_Страница_.
—————
"Книга как повествование никуда не денется"

Издатель, публицист и участник проекта «Фаланстер» Борис Куприянов – о партизански приспособленных общественных пространствах, коррумпированности фигуры автора на книжном рынке, цветных ликерах и проблеме обложек в России

В детстве я читал немного, но достаточно. Конечно, не как Владимир Ильич Ленин, перечитавший к шести годам всю русскую классику. Этим похвастаться не могу. В школе, например, я упустил «Преступление и наказание» и Шолохова, а из-за того, что моя старорежимная бабушка, работавшая библиотекарем и закончившая герценовский институт после революции, пичкала меня Диккенсом, его я тоже так и не прочитал. У нас дома были заведены библиотечные порядки, и книги я любил и люблю.

* * *

В мире-то все плохо с книгами, а у нас и того хуже, особенно потому что рынок только появляется и он никак не связан с книготорговлей. Так сложилось, что все нефтяные скважины заняты, все птицефабрики освоены, аммиаки и карбонаты разобраны, остались только книги, и вот этим людям приходится ими заниматься. В 2000-х это стало выкристаллизовываться очень ярко – пришли те, кто относится к этому как к рынку, стали его рыночно оценивать и рыночно развиваться, завели здесь свои порядки, и это очень подкосило российское книгоиздание как таковое.

* * *

У Андре Шиффрина в «Легко ли быть издателем» описывается ситуация в издательском мире образца 2000-х. Когда книга вышла, нам казалось, что это все про загнивающий Запад и никакого отношения к нам не имеет, но тот путь, который там прошли за тридцать лет, мы прошли за пятилетку. Все те же тенденции сложились и у нас, эта ситуация очень печальная. Если мы относимся к книге как к товару, как к определенной вещи, которая имеет прибавочную стоимость, мы теряем очень многое в этом объекте. Это происходит во всем мире так или иначе, но у нас это происходит ускоренными темпами. Мы уже сейчас обогнали Запад на этом порочном пути.
—————
_Задания для выполнения_.
1. Определите, согласуются ли с текстом о книжном рынке следующие утверждения: (а) в школе автор текста пропустил «Преступление и наказание»; (б) бабушка автора закончила герценовский институт до революции; (в) путь, пройденный на Западе за тридцать лет, в России прошли за пятилетку. На каждое ответьте «да» или «нет» и приведите решающие слова текста в точной цитате.
2. Продолжите текст о книжном рынке, начав сразу после его последнего предложения.

Строки набора данных о расположении объектов:
—————
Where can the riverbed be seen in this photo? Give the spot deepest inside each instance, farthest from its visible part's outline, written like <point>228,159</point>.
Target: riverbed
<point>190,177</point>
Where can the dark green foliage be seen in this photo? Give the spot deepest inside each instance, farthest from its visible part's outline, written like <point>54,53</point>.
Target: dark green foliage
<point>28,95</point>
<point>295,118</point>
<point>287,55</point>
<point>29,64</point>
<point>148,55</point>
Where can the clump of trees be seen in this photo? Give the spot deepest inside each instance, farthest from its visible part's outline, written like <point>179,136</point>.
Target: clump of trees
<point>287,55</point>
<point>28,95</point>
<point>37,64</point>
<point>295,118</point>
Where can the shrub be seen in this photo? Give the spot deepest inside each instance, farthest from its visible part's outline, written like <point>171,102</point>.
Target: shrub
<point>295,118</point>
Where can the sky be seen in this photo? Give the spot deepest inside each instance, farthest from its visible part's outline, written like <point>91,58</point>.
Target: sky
—————
_Ответы к заданиям_.
1.
(а) Да: «В школе, например, я упустил «Преступление и наказание» и Шолохова».
(б) Нет: «закончившая герценовский институт после революции».
(в) Да: «тот путь, который там прошли за тридцать лет, мы прошли за пятилетку».

2.
* * *

В перспективе текст не умрет, книга, неважно на каком она будет носителе, бумажном, электронном, на каменных табличках, сам нарратив, книга как повествование, никуда не денется. Она проживает, как и все общество, как и весь мир, легкие и тяжелые времена, больший и меньший интерес к знаниям. В истории человечества было много разных периодов, сейчас мы проживаем точно не лучший. Главное, сможет ли книга, текст сохранить свой смысл в моем любимом значении просвещения.

* * *

Я думаю, на самом деле книготорговля – это договор между издателем и читателем, то есть издатель предлагает какую-то книгу и хочет, чтобы читатель ее прочел. Желательно, чтобы он сделал это при помощи покупки, но если он ее как-то найдет в Интернете, то издатель, конечно, расстроится, но ругаться не будет. Это разница между издателем нормальным и ненормальным. Если мы встречаем ситуацию о защите авторских прав, о страшных каких-то скандалах – я думаю, что это от лукавого немножко, от бизнеса. Нормальные и писатель, и издатель больше заинтересованы в просвещении, чем в заработке денег.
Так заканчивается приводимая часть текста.